__Required task__: Print the portion of the patch message below that begins at the words "Remove the active-only" and ends after the words "not index time.", reproducing it character for character.

From 810d92e79ac5426d1740177c085dad77043db9e9 Mon Sep 17 00:00:00 2001
From: Ravi Tharuma <RaviTharuma@users.noreply.github.com>
Date: Sun, 29 Mar 2026 23:51:11 +0200
Subject: [PATCH 2/5] fix: hydrate all observations regardless of status

Remove the active-only filter in hydrateIndex() so resolved and
archived observations are indexed at startup. Status filtering
belongs at query time (searchObservations), not index time.

Add 4-case hydrate-index test covering:
- indexes active + resolved + archived observations
- stores status field faithfully for per-status queries
- skips malformed observations gracefully
- idempotent re-hydration is a no-op
---
 src/store/orama-store.ts          |  1 -
 tests/store/hydrate-index.test.ts | 94 +++++++++++++++++++++++++++++++
 2 files changed, 94 insertions(+), 1 deletion(-)

Records of labeled boxes
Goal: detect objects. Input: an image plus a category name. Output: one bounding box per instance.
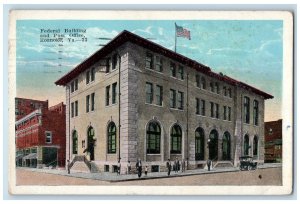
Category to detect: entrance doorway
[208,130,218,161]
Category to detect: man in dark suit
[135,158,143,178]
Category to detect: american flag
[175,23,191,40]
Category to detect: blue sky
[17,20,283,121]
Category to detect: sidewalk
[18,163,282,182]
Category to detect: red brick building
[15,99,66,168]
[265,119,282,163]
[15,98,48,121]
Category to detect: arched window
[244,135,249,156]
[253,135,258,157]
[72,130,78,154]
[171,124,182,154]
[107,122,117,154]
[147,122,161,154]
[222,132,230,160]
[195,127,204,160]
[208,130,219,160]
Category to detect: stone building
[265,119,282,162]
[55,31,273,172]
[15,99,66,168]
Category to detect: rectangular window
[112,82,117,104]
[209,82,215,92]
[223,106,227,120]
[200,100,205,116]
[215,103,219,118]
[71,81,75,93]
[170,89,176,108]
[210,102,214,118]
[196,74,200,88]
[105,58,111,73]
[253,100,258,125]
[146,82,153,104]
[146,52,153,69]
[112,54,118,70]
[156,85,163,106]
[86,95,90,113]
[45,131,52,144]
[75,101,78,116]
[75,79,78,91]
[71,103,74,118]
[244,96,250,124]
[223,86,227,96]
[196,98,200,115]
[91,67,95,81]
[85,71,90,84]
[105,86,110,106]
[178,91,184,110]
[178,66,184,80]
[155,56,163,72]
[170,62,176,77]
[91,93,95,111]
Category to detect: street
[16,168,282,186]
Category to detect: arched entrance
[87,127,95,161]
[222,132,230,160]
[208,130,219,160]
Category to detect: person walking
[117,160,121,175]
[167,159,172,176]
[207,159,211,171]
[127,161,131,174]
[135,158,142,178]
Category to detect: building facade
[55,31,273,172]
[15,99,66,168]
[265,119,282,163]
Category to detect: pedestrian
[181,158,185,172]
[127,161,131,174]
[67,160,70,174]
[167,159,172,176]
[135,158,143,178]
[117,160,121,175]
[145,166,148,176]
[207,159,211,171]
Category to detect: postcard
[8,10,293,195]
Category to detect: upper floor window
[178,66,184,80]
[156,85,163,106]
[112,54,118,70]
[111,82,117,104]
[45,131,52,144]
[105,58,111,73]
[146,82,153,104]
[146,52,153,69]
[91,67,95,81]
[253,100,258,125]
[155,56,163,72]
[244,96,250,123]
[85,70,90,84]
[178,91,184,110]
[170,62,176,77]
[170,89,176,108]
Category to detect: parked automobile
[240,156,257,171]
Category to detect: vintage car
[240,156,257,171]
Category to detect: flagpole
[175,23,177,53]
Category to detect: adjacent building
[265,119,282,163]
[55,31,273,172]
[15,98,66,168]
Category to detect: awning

__Full solution__:
Remove the active-only filter in hydrateIndex() so resolved and
archived observations are indexed at startup. Status filtering
belongs at query time (searchObservations), not index time.